__What you are asked to do__.
Filter the rows below by copying out every line that contains the string "green", and treat uppercase and lowercase as different.

__Exercise data__.
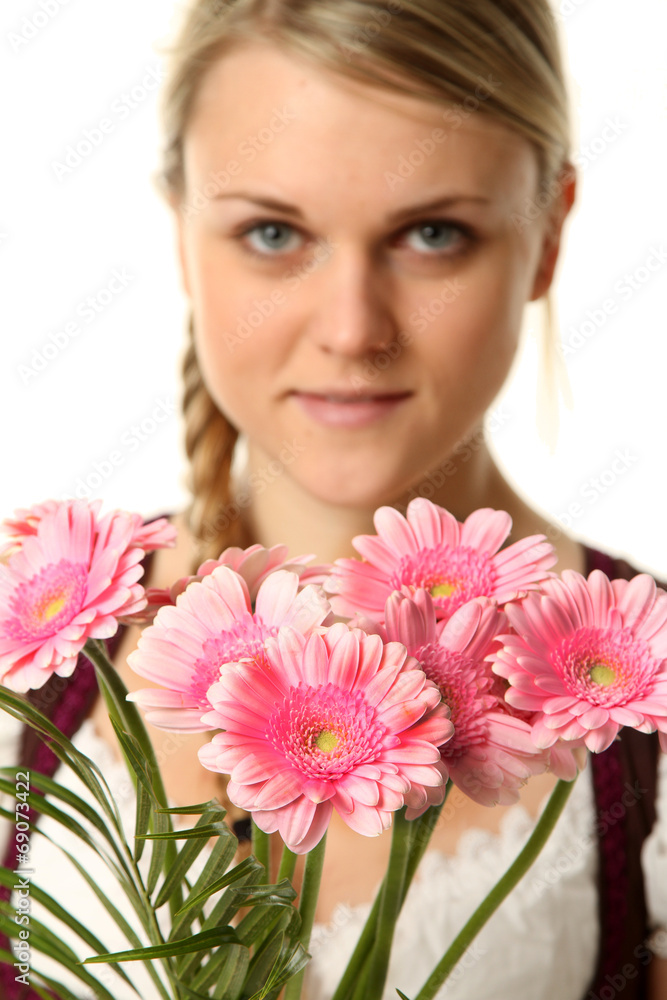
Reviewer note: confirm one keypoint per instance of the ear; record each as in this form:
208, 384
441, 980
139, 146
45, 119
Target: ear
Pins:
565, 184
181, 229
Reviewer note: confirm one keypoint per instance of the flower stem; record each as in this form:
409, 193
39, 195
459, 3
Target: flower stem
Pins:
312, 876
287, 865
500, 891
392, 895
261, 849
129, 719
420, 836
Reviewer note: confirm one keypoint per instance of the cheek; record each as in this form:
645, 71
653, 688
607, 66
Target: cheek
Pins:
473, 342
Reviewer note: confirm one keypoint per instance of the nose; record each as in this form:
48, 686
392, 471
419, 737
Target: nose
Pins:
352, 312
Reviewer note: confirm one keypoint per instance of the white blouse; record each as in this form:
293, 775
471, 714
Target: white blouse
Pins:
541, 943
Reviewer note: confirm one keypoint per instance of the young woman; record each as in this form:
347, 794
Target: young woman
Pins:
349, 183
---
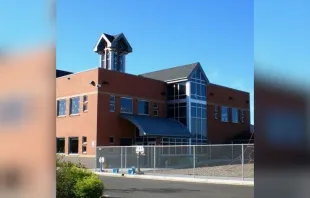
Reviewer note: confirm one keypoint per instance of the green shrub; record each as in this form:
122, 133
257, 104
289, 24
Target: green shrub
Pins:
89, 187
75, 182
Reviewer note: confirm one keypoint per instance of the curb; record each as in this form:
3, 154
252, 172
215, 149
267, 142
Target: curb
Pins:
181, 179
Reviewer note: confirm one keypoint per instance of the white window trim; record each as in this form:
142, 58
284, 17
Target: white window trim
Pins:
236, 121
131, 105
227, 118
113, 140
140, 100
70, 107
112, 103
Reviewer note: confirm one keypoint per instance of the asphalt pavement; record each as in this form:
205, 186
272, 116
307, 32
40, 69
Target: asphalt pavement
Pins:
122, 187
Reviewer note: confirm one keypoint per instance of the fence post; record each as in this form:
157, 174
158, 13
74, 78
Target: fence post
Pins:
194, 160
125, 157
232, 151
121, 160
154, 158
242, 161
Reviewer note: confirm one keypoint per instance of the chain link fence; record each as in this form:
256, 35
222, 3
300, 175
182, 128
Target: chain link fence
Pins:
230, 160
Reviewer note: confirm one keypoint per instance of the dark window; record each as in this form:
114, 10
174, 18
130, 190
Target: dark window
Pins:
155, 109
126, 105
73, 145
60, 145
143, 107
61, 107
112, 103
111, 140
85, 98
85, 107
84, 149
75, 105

__Task response__.
Reviewer note: confirm one keypoint per instance of the green shrub; record each as in this form:
Target: green shrub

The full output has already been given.